EXERCISE DIRECTIONS |
Copy out the entries below, substituting "Annotator" for every occurrence of "Reviewer" and leaving everything else unchanged.

SUPPLIED DATA |
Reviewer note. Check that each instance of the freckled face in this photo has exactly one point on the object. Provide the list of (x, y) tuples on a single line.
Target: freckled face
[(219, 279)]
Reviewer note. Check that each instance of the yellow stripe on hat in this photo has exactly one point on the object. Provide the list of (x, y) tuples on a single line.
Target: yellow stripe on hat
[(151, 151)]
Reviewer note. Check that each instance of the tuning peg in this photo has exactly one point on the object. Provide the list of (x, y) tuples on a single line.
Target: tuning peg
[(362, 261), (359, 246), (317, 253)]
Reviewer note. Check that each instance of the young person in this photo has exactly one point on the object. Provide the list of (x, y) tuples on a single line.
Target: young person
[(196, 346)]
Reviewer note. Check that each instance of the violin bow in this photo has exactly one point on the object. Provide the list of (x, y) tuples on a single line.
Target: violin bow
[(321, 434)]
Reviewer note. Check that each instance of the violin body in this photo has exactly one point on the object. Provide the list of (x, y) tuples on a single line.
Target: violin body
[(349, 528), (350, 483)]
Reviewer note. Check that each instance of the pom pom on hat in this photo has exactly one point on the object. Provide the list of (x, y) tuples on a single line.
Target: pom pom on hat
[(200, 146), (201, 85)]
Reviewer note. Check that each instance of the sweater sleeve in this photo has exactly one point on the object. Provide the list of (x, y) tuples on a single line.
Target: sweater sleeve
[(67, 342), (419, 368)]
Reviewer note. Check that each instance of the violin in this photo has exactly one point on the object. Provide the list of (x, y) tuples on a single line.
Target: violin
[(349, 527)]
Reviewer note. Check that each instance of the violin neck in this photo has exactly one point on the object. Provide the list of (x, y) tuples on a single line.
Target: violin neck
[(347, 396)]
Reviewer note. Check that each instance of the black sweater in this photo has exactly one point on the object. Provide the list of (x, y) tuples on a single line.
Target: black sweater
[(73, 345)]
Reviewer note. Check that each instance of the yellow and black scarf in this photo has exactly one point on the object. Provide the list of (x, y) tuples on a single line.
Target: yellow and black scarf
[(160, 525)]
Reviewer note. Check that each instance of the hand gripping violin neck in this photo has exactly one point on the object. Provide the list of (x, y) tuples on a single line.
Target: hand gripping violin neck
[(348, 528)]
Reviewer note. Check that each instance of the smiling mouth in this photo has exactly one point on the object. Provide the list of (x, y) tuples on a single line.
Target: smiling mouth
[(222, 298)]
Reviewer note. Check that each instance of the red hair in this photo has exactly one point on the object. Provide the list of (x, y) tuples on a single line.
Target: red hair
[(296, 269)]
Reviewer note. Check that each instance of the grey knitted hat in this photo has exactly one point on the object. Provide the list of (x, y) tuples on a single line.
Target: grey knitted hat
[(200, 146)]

RESPONSE FOR THIS EXERCISE |
Annotator note. Check that each instance of the freckled face in this photo has exactly one point on the object. Provide the list of (x, y) tuples on a single line.
Target: freckled face
[(219, 279)]
Annotator note. Check that each instance of the yellow stripe on hat in this photo has exactly one point on the object. Provide the list of (x, y) tuples on a single line.
Target: yellow stripe on hat
[(151, 151)]
Annotator note. Check that each instance of the tuning peg in this photo has exactly one point on the object. Provide the list of (x, y) tuples on a single line.
Target: tuning peg
[(362, 261), (359, 246), (317, 253)]
Annotator note. Check that each instance of the young person in this photo has exactly one point on the object. Provide the list of (x, y) tuples on a single line.
Target: young person
[(196, 346)]
Annotator note. Check that each instance of the violin bow in this photo has exactly one point on the object. Provide the list of (x, y) tuples on a single line.
Target: violin bow
[(321, 434)]
Annotator note. Check that each instance of the violin body in this photo has exactly one point on the object. Provide the list of (x, y) tuples on a single line.
Target: violin body
[(349, 528), (350, 483)]
Annotator note. Check that each instance of the pom pom on hat in this photo has exactly one point on the object. Provide the list of (x, y) tuples on a single line.
Target: pom pom on hat
[(200, 146), (201, 85)]
Annotator note. Check that each instance of the sweater sleeve in this photo has exactly one point on the object. Provide the list of (x, y) tuples on a single line.
Target: sweater sleeve
[(67, 342), (419, 368)]
Annotator note. Check that each instance of the violin in this photo has exactly one point on the object. Provide the list of (x, y) tuples on a single line.
Target: violin
[(349, 527)]
Annotator note. Check that each instance of the violin neck in this photo has exactly one point on the object. Provide the list of (x, y) tuples on a single line.
Target: violin neck
[(347, 396)]
Annotator note. Check that each instance of the black sweater in this photo has exactly one point on the object. Provide the list of (x, y) tuples on a single line.
Target: black sweater
[(73, 345)]
Annotator note. Check that each instance of the yellow and black scarf in this photo has exactly one point on the object. Provide the list of (x, y) tuples on a single line.
Target: yellow and black scarf
[(160, 525)]
Annotator note. Check that each instance of the hand gripping violin neck in this photo has exactly one point on the object. Provide the list of (x, y) tuples on a single line.
Target: hand gripping violin neck
[(348, 528)]
Annotator note. Check that each instance of the smiling mouth in this photo has exactly one point on the object. Provide the list of (x, y) tuples on a single line.
Target: smiling mouth
[(222, 298)]
Annotator note. Check that each instance of the red hair in this photo has exactly one point on the object. Provide the list of (x, y) tuples on a single line.
Target: red hair
[(296, 269)]
Annotator note. Check that each instance of the grey knitted hat in this photo has exactly one point on the object. Provide the list of (x, y) tuples on a single line.
Target: grey knitted hat
[(200, 146)]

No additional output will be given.